___ TRECHO DO TEXTO
Lembro-me que (em 2005) um professor de Geografia e História da Universidade Pedagógica de Nampula fez valer o seu voto de docente pelo simples facto de o ter chamado de “ilustre professor” ao invés de “professor doutor”, como era seu desejo. Valeu a minha transferência para UP-Maputo onde, por ironia do destino, conheci Viegas-filho (o Mário)! Este que, até então, tinha desempenhado as funções de director provincial da Educação em Nampula, e, actualmente, salvo erro, é o chefe de departamento de Filosofia da Universidade Pedagógica de Maputo.
Fico indignado e revoltoso quando vejo as empresas públicas e privadas deitarem fora milhares e milhares de meticais apostando em artistas “paspalhos” para um misto de objectivos, entre eles obter lucros e promover “coisas pimbas”. Basta ver como a nossa sociedade está poluída de gente que, a troco de alguns vinténs, cantam, dançam e escrevem coisas sem o mínimo de pedagogia. “Minha mãe eu vou-lhe bater, meu pai eu vou-lhe matar…” é trecho de uma música cujo autor é patrocinado por essas empresas. Assim vai a nossa cultura...
Viegas posssui obras por publicar, que levariam à salvação dos valores culturais e morais em falta neste país, mas, infelizmente, o aspecto pedagógico não faz parte do cardápio duma economia de mercado como a nossa. Nela até se vende gato por lebre! O escovismo e o improviso são dois males que atingiram a área da cultura. Fica aqui um forte apelo ao novo “pastor” de “coisas de cultura” do Governo de Armando Guebuza. Haja freio nessa hemorragia de cogumelos!
Louvado seja a Unilúrio na pessoa do seu reitor Dr. Jorge Ferrão por quem tenho a maior das admirações, cuja instituição têm-se engajado pelo altruísmo. O segundo volume de “O Que Nos Dizem Certos Animais”, só para recordar os incautos, teve a chancela da Unilúrio.
______
___ OS DADOS
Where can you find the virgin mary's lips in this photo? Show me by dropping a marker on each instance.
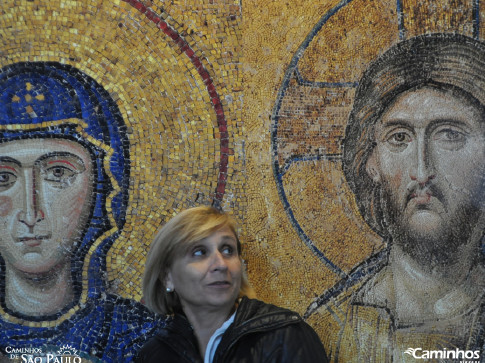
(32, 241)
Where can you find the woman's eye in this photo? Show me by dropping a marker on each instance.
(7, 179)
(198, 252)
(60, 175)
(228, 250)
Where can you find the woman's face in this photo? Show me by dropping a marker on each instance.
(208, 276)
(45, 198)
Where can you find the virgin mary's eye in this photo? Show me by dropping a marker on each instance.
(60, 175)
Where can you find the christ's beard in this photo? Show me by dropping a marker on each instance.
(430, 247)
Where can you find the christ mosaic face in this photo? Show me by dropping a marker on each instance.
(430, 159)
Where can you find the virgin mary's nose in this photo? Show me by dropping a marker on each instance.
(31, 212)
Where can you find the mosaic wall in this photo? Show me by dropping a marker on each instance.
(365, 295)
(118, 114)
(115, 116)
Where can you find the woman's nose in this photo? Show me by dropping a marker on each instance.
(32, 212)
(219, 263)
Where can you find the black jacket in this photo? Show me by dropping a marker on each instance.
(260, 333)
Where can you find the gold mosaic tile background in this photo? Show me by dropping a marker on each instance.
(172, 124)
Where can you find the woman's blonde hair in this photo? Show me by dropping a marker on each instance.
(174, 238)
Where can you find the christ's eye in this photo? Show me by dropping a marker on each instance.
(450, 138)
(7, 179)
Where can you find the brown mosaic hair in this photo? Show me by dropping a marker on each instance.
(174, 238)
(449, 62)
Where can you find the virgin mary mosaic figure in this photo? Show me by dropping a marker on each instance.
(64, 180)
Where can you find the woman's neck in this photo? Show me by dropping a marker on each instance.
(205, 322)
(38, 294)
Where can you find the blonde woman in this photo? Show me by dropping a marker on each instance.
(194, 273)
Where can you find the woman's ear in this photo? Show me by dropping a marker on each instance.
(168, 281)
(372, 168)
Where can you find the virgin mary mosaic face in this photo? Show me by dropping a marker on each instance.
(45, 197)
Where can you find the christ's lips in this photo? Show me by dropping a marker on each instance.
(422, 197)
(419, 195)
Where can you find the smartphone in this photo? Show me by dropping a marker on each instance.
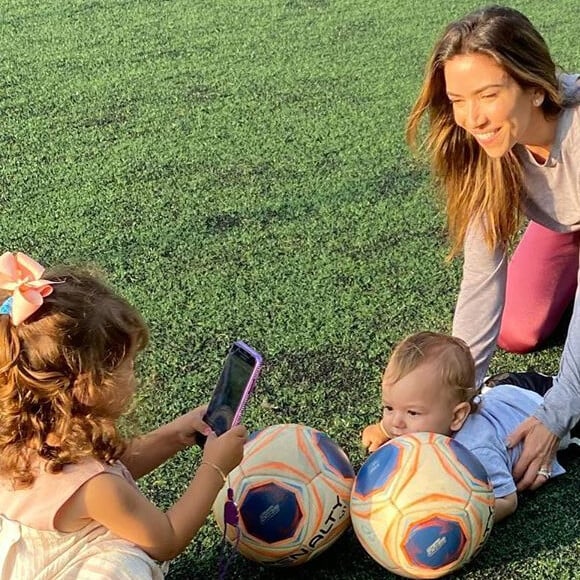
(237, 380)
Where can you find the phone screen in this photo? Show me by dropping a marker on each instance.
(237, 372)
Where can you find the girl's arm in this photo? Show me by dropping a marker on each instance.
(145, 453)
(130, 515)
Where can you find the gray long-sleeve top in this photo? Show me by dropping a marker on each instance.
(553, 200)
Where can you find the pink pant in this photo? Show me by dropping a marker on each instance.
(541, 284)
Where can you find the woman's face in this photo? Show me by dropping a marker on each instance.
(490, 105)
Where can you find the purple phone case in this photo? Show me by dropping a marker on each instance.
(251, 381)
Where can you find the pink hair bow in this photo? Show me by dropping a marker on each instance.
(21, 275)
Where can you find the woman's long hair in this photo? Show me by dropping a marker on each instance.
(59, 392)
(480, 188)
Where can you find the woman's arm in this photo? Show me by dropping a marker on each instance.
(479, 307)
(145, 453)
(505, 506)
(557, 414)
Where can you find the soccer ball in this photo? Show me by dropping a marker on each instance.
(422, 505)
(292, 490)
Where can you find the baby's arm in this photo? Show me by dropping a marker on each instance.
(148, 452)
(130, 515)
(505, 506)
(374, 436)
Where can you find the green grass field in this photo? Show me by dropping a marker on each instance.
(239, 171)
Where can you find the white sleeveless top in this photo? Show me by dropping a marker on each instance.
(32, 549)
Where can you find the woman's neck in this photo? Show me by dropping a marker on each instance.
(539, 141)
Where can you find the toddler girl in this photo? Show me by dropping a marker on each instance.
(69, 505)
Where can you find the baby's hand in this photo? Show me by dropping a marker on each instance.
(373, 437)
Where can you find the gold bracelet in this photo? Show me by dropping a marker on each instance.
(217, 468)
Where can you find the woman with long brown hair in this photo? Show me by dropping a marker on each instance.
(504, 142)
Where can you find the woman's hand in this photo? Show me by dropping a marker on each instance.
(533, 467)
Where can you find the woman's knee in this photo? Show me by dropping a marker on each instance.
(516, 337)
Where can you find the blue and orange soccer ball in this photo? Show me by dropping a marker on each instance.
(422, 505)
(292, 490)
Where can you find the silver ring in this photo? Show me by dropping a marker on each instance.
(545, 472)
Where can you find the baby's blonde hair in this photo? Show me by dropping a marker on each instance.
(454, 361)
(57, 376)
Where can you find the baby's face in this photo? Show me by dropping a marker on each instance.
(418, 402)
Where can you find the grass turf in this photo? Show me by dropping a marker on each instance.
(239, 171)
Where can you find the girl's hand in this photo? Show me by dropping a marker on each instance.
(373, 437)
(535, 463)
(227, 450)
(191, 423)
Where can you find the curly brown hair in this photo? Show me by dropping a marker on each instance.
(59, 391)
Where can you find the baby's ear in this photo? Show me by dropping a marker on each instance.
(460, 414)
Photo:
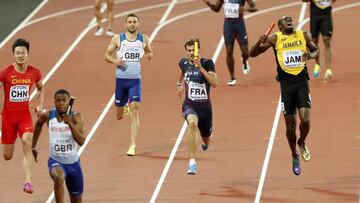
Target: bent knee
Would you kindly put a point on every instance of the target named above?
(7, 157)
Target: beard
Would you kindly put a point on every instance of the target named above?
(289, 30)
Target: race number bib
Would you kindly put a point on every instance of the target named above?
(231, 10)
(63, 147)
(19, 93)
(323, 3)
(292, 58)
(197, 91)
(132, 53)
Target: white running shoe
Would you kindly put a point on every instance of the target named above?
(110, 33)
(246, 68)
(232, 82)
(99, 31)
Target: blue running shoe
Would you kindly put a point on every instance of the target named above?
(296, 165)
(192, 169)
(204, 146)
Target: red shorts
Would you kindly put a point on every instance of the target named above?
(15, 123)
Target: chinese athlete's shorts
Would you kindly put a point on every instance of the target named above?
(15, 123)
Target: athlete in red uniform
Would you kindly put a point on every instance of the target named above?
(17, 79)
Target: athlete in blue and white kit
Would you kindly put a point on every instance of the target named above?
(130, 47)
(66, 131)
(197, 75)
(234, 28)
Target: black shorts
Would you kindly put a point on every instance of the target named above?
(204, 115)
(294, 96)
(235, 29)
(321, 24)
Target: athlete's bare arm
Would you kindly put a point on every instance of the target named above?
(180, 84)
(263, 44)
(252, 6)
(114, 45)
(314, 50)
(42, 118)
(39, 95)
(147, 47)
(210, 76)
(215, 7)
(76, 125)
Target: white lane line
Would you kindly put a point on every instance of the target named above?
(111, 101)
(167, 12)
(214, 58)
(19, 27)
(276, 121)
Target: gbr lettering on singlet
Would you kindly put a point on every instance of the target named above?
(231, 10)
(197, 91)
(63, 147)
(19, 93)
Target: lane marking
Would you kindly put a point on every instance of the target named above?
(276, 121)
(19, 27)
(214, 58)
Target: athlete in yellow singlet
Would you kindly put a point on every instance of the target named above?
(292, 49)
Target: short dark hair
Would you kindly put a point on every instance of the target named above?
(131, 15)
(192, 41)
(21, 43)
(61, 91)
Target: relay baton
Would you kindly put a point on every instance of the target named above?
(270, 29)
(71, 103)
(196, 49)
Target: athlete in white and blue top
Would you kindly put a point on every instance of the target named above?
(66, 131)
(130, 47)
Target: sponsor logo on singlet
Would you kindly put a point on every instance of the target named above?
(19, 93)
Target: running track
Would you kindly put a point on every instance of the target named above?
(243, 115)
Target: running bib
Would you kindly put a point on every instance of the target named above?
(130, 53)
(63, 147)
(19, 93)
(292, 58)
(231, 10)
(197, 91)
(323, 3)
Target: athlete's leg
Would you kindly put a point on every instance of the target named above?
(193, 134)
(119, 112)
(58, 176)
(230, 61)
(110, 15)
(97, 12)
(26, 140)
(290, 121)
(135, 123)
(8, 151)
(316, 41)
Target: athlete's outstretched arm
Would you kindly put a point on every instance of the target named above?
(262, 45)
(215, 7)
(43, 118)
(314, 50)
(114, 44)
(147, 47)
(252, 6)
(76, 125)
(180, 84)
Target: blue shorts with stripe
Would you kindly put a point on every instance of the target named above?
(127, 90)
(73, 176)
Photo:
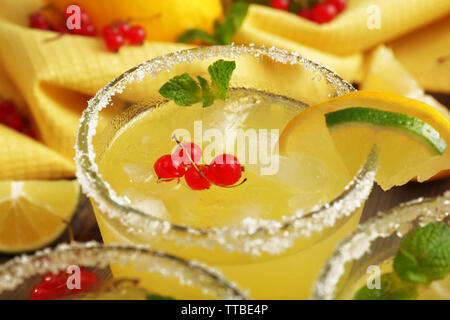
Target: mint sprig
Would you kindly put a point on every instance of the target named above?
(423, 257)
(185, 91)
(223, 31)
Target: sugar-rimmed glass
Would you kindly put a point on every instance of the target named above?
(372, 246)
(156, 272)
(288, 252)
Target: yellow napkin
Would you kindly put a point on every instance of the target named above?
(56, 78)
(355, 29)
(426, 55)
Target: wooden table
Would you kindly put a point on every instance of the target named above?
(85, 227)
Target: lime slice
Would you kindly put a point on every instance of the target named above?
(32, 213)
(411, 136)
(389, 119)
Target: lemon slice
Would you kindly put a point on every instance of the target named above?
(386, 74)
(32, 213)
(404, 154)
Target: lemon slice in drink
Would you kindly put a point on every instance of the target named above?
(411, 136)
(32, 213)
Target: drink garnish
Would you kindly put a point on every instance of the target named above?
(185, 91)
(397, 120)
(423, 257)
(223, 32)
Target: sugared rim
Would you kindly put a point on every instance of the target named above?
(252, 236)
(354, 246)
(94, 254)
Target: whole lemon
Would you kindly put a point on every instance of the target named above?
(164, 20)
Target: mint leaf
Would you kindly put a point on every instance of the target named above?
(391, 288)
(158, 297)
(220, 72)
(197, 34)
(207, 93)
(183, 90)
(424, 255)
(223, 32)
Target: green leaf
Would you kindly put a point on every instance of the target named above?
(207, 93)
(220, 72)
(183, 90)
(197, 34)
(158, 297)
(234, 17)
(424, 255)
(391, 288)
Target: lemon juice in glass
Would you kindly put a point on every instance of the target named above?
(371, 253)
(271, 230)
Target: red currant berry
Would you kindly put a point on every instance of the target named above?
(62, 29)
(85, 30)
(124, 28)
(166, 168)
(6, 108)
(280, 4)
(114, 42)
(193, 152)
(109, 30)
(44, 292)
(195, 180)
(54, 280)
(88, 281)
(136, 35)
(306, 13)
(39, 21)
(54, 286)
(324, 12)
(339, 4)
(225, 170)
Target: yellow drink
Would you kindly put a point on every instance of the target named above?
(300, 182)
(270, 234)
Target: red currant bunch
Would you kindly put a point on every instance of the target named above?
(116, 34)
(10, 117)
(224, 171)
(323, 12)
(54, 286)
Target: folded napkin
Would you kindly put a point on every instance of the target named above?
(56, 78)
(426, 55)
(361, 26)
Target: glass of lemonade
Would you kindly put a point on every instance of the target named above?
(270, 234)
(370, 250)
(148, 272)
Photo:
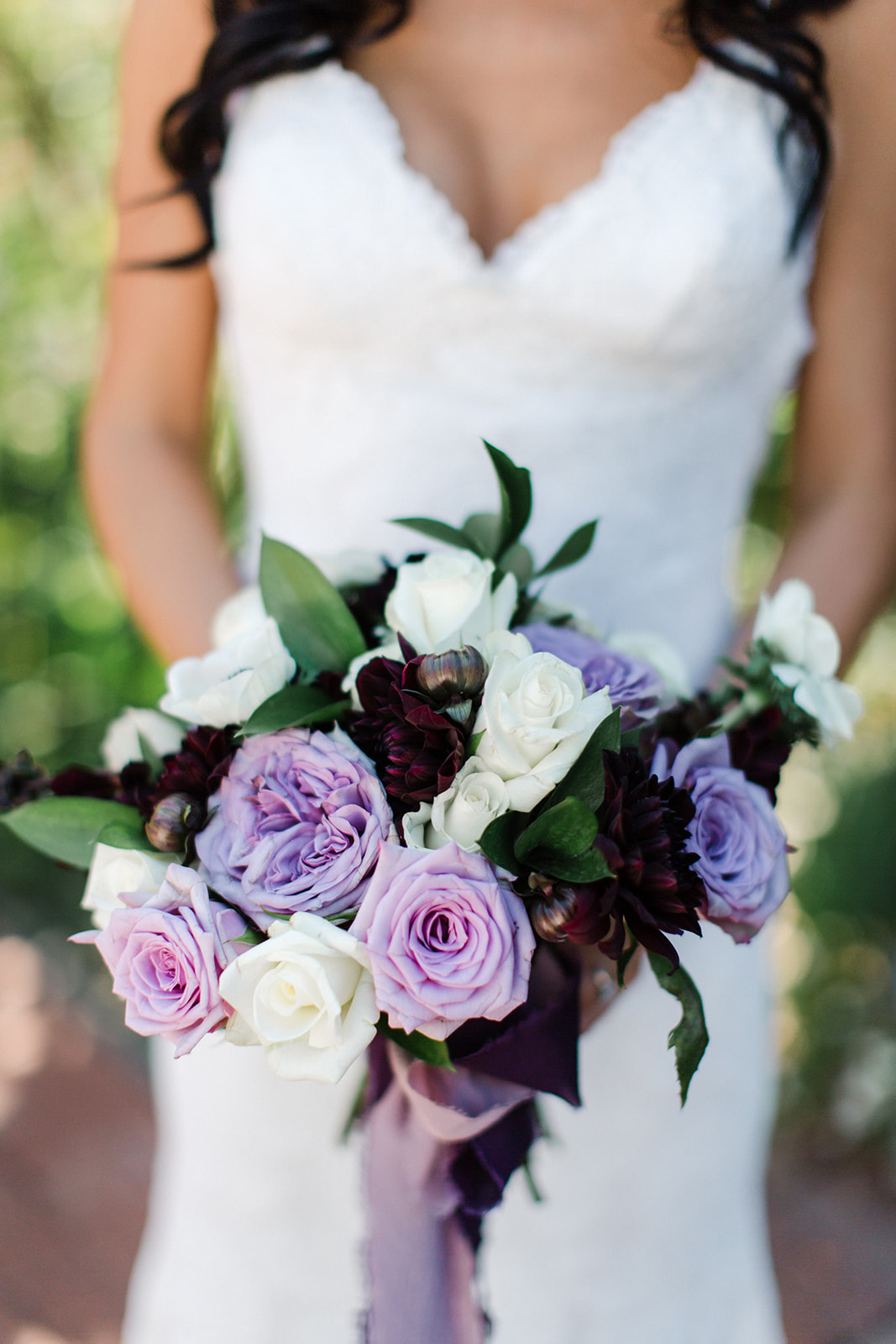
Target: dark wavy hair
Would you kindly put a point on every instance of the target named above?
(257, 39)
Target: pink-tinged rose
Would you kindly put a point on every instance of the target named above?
______
PERGUNTAS -
A: Responda com base no trecho:
(i) Em que ano ocorreu o episódio com o professor de Geografia e História da Universidade Pedagógica de Nampula?
(ii) Que funções Viegas-filho tinha desempenhado em Nampula?
(iii) Quem é o reitor da Unilúrio mencionado no trecho?
B: Devolva, sem qualquer alteração, a passagem do trecho que vai de "Viegas posssui obras" até "chancela da Unilúrio.".
As entradas são um material à parte, independente do trecho.

RESPOSTAS DA ATIVIDADE -
A:
(i) Em 2005.
(ii) As de director provincial da Educação.
(iii) O Dr. Jorge Ferrão.

B:
Viegas posssui obras por publicar, que levariam à salvação dos valores culturais e morais em falta neste país, mas, infelizmente, o aspecto pedagógico não faz parte do cardápio duma economia de mercado como a nossa. Nela até se vende gato por lebre! O escovismo e o improviso são dois males que atingiram a área da cultura. Fica aqui um forte apelo ao novo “pastor” de “coisas de cultura” do Governo de Armando Guebuza. Haja freio nessa hemorragia de cogumelos!
Louvado seja a Unilúrio na pessoa do seu reitor Dr. Jorge Ferrão por quem tenho a maior das admirações, cuja instituição têm-se engajado pelo altruísmo. O segundo volume de “O Que Nos Dizem Certos Animais”, só para recordar os incautos, teve a chancela da Unilúrio.